Please render the part of the data below that opens with the line containing "Mark the innermost point of each instance of the woman's hand." and closes with the line containing "x=355, y=343" as a numbered list, both ends included and blank lines left out. List only those lines.

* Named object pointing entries
_____
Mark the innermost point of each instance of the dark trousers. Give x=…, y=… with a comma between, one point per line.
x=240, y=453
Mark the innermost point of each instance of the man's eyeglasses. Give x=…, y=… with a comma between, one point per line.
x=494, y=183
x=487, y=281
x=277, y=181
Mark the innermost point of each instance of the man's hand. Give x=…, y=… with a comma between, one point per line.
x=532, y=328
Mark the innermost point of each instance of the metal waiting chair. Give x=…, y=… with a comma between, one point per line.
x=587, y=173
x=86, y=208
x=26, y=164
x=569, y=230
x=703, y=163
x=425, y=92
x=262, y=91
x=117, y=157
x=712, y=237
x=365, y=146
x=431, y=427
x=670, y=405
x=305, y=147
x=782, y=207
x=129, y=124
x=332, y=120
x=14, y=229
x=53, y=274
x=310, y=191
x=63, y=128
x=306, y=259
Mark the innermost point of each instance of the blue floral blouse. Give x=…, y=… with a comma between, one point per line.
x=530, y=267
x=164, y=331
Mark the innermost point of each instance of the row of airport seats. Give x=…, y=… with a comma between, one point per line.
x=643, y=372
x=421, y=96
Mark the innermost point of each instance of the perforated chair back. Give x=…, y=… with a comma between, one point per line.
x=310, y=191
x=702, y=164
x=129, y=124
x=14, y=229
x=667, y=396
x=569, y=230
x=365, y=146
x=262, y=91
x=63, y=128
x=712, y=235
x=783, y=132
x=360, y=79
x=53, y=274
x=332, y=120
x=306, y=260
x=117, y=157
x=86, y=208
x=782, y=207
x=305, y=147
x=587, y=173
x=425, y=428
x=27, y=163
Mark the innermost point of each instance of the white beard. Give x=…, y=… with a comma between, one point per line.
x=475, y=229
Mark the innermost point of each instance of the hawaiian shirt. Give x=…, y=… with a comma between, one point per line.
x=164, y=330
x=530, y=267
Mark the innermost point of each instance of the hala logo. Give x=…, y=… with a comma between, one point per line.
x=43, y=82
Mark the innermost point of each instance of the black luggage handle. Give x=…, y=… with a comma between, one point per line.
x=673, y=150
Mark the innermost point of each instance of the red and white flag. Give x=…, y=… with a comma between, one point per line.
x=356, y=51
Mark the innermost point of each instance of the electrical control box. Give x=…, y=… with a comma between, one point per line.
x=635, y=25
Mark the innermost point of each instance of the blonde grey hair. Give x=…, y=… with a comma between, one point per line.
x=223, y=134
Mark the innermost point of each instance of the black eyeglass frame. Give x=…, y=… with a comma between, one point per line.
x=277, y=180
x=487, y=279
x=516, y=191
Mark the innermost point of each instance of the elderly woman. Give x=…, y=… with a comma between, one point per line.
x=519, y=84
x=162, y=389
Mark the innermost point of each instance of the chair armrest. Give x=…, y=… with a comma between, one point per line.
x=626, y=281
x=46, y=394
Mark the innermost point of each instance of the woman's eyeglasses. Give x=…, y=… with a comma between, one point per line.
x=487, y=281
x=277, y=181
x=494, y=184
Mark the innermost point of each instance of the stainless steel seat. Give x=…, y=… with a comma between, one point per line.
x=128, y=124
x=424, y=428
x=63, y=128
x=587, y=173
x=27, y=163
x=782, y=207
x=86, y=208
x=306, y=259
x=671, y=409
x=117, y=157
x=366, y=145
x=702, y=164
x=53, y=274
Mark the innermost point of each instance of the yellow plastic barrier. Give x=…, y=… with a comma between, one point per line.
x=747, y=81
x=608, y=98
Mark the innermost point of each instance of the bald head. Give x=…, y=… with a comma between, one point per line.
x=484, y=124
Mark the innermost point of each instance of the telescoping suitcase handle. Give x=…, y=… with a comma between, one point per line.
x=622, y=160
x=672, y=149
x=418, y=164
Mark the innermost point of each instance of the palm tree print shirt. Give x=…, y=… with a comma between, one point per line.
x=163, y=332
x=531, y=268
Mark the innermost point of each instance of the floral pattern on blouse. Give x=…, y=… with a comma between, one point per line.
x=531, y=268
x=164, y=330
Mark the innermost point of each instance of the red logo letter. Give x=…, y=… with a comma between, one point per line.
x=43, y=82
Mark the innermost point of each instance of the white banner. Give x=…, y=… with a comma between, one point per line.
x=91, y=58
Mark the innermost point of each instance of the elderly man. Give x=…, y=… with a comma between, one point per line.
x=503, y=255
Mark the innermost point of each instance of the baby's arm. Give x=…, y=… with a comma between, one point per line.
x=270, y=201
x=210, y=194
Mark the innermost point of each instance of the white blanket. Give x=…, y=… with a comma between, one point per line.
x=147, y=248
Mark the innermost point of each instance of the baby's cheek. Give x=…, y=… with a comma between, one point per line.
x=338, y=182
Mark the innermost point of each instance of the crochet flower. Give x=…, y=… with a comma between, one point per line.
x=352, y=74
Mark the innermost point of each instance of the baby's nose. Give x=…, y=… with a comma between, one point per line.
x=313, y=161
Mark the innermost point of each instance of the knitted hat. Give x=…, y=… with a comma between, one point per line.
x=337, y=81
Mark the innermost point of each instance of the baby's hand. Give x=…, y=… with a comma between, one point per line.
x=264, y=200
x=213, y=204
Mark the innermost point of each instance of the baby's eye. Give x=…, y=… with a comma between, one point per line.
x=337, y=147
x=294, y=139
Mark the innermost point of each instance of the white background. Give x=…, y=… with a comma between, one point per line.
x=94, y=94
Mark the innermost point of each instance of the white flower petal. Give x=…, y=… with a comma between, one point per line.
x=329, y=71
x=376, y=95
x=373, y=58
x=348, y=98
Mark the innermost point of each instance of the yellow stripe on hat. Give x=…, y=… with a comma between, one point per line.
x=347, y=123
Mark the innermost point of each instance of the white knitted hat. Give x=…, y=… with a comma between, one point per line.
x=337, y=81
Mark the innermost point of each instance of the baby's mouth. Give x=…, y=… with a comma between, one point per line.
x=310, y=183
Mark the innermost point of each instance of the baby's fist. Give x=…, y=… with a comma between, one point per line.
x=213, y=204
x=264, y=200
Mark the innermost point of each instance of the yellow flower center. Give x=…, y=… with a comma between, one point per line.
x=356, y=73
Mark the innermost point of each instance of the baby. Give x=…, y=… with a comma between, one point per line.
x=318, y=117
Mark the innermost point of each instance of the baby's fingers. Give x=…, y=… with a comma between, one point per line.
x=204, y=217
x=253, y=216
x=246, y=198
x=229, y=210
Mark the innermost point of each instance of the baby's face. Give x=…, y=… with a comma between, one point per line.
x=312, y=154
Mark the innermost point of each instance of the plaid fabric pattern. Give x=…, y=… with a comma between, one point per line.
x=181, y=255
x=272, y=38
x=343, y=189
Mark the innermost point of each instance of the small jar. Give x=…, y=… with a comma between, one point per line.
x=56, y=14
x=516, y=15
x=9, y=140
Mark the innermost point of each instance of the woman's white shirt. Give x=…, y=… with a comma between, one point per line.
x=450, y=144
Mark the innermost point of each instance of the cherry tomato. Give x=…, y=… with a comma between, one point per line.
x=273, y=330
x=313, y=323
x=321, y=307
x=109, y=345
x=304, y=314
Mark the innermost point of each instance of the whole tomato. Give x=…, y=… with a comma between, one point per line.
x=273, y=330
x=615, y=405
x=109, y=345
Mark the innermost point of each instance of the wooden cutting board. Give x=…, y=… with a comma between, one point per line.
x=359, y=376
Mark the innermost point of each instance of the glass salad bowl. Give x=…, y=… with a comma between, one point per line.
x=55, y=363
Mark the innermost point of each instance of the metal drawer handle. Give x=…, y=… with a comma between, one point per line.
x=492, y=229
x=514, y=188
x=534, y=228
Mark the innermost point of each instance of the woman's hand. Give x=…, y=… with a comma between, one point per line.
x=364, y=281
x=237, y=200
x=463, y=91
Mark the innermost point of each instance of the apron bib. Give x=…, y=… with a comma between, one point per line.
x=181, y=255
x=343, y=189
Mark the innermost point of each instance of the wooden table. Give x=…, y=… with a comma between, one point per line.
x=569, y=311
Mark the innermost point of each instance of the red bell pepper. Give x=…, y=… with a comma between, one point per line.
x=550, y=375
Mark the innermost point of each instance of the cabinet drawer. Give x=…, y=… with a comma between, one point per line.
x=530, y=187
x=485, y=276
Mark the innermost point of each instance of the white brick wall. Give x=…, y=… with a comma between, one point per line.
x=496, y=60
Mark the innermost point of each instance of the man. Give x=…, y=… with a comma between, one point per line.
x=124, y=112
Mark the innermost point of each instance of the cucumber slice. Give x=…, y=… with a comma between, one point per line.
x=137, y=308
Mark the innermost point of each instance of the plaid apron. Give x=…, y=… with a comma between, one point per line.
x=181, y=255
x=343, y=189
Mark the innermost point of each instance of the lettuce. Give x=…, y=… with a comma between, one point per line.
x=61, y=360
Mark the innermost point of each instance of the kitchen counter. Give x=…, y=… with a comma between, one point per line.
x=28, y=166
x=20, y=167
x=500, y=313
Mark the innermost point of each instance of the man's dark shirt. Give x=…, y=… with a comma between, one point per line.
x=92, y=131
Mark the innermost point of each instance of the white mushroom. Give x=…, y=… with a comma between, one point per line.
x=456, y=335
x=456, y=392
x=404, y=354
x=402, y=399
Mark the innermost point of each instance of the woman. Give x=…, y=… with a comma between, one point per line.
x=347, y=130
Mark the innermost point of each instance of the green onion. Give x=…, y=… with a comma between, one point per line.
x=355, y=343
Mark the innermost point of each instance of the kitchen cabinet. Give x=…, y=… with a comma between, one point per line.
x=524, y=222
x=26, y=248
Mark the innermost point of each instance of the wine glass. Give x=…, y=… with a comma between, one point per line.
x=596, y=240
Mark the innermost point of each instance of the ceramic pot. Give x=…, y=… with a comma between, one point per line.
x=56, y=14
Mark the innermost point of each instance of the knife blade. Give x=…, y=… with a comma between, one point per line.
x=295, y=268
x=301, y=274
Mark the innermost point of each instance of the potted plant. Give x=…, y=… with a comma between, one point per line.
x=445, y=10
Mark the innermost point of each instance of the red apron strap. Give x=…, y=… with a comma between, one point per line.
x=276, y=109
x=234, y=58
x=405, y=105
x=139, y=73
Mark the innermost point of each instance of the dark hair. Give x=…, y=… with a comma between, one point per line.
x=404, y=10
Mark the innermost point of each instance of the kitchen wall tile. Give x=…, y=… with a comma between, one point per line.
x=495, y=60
_____
* ANSWER
1. Mark the innermost point of each instance of the woman's hand. Give x=…, y=… with a comma between, one point per line.
2. x=364, y=281
3. x=237, y=200
4. x=463, y=91
5. Mark the innermost point of each instance of the apron bib. Give x=…, y=… with a comma between, one point per line.
6. x=181, y=255
7. x=343, y=189
8. Mark the innermost point of each instance of the wooden table. Give x=…, y=… with a comma between, one point per line.
9. x=569, y=311
10. Mark the innermost point of each instance of the red bell pepper. Give x=…, y=… with a comma between, one point per line.
11. x=550, y=375
12. Mark the innermost point of each instance of the cabinet drawer. Give x=…, y=… with a comma between, one point per line.
13. x=530, y=187
14. x=485, y=276
15. Mark the innermost point of each instance of the white brick wall. Give x=…, y=… with a comma between, one point per line.
16. x=496, y=60
17. Mark the innermost point of each instance of the man. Give x=…, y=… with a comma between, one point per line.
18. x=124, y=112
19. Mark the innermost point of each instance of the cucumber slice. Give x=…, y=… with a comma between, one point per line.
20. x=137, y=308
21. Mark the innermost point of each instance of the plaid apron. Give x=…, y=… with a comma between, one point per line.
22. x=181, y=255
23. x=343, y=189
24. Mark the innermost point of each instance of the lettuce. Give x=…, y=… with a comma between, one point per line.
25. x=61, y=360
26. Mark the innermost point of each instance of the kitchen counter. Give x=…, y=… with a comma between, one point per line.
27. x=28, y=166
28. x=20, y=167
29. x=500, y=313
30. Mark the innermost point of each instance of the man's dark shirt. Give x=…, y=… with a comma between, one point per line.
31. x=92, y=131
32. Mark the innermost point of each instance of the white mushroom. Give x=…, y=… with a comma between, one point per line.
33. x=456, y=335
34. x=456, y=392
35. x=404, y=354
36. x=402, y=399
37. Mark the innermost point of each instance of the woman. Give x=…, y=… with a comma between, one point per line.
38. x=347, y=130
39. Mark the innermost point of each instance of the green onion. Give x=…, y=… with a comma between, one point per line.
40. x=355, y=343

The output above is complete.